| About this exercise |
In the records below, some lines contain the word "palm". Copy each of them.

| Given records |
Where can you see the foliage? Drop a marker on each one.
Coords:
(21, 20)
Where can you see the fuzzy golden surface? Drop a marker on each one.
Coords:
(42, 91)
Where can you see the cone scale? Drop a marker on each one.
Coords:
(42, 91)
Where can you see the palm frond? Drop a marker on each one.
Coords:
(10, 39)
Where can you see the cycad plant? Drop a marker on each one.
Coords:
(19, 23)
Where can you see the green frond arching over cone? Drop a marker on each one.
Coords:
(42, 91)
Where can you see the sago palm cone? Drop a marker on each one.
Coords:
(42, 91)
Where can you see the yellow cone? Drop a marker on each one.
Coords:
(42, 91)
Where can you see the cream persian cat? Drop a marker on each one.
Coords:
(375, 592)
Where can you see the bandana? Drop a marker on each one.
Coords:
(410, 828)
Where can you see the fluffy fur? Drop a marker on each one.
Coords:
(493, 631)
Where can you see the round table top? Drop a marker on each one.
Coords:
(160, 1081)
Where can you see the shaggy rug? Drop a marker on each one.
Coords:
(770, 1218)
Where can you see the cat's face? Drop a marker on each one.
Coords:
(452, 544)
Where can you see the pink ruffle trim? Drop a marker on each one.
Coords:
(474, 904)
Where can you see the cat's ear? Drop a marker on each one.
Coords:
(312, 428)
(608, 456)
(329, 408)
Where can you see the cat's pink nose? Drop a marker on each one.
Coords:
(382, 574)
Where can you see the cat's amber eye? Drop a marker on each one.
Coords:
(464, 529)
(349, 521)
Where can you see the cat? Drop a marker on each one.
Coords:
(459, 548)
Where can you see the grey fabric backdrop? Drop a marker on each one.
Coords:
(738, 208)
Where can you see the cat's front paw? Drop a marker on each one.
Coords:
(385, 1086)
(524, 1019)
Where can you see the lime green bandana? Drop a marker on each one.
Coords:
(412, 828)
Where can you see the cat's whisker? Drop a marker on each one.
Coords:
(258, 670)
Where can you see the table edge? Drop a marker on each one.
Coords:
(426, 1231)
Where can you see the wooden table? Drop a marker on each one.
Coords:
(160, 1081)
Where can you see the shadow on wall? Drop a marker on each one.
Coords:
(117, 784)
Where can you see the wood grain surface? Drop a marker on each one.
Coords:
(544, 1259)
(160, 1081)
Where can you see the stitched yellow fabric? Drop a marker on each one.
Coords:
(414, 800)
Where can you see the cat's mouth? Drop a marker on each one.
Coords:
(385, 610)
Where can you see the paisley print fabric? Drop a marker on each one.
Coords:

| Response box |
Where can you see the palm frond? Drop a marker on each one.
Where can you see the sago palm cone? Drop a marker on each one.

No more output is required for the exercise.